→ WORK REQUIRED
Pull out each line of the entries below that contains the word "green".

(Records of labeled points)
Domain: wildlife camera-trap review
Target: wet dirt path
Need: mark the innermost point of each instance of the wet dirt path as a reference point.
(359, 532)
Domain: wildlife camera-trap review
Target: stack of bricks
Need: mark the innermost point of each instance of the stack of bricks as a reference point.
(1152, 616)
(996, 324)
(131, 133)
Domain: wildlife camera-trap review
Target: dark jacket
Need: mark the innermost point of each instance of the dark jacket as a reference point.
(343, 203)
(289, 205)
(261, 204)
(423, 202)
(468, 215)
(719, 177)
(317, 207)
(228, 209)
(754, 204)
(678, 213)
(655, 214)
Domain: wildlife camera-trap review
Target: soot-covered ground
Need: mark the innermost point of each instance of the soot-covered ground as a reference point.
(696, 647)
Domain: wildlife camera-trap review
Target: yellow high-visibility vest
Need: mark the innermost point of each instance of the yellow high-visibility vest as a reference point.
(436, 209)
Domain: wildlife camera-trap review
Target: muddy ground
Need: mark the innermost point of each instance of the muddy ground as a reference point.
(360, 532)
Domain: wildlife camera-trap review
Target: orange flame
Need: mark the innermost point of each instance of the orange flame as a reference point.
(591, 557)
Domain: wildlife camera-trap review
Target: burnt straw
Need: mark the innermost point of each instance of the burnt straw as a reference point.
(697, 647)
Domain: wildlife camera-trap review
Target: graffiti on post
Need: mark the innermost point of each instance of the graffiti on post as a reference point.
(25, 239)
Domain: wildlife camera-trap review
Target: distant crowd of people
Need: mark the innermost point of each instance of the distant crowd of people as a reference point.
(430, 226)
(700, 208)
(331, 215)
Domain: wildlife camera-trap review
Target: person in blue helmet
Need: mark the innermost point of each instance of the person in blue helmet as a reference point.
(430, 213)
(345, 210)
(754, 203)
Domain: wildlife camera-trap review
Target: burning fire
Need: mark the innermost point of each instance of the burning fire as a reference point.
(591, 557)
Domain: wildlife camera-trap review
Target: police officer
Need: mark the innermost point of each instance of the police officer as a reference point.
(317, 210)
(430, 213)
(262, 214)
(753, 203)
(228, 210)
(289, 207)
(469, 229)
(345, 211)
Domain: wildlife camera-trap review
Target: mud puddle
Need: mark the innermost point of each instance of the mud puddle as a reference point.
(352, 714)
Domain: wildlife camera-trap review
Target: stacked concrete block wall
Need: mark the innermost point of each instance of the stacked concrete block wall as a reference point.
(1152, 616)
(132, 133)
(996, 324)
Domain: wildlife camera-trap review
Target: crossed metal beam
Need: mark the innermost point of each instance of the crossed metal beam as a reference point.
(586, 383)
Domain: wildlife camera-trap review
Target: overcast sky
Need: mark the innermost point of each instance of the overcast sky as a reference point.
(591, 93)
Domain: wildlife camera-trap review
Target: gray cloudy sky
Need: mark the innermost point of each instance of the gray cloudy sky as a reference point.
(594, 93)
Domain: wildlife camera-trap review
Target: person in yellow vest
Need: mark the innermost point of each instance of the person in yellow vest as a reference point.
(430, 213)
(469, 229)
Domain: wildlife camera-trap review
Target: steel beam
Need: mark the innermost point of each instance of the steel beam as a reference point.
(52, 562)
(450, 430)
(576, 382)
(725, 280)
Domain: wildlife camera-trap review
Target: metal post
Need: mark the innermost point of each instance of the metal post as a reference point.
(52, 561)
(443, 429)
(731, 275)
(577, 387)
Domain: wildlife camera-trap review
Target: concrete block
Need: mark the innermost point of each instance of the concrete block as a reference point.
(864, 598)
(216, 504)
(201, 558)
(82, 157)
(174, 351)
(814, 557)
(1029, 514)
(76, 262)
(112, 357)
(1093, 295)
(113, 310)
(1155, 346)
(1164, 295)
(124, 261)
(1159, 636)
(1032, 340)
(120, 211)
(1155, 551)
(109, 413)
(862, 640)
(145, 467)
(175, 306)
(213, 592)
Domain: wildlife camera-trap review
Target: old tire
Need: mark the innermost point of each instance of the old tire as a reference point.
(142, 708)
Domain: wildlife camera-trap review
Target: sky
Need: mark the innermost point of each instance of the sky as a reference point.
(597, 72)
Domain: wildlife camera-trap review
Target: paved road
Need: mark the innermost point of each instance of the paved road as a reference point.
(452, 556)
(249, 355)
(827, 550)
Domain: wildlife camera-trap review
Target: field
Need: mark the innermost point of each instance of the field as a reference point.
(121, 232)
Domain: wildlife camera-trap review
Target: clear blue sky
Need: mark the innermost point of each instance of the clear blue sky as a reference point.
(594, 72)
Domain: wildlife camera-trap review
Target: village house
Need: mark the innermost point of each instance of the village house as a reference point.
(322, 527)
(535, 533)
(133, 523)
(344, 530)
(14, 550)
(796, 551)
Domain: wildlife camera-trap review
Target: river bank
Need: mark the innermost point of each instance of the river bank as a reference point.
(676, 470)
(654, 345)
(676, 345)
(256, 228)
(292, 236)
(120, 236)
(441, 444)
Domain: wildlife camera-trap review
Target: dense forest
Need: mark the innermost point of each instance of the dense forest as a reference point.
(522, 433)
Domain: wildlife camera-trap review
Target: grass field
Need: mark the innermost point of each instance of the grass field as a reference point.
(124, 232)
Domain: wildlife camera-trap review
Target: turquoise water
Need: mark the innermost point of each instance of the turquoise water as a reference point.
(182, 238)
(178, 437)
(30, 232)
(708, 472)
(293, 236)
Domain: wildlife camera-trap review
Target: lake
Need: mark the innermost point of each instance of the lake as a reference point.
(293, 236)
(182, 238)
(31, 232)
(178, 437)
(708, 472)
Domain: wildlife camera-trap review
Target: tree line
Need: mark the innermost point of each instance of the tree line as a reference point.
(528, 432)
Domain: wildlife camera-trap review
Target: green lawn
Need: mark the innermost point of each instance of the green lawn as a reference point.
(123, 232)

→ THE OUTPUT
Target: green lawn
Need: mark the innermost point of each instance of the green lawn as a reference point.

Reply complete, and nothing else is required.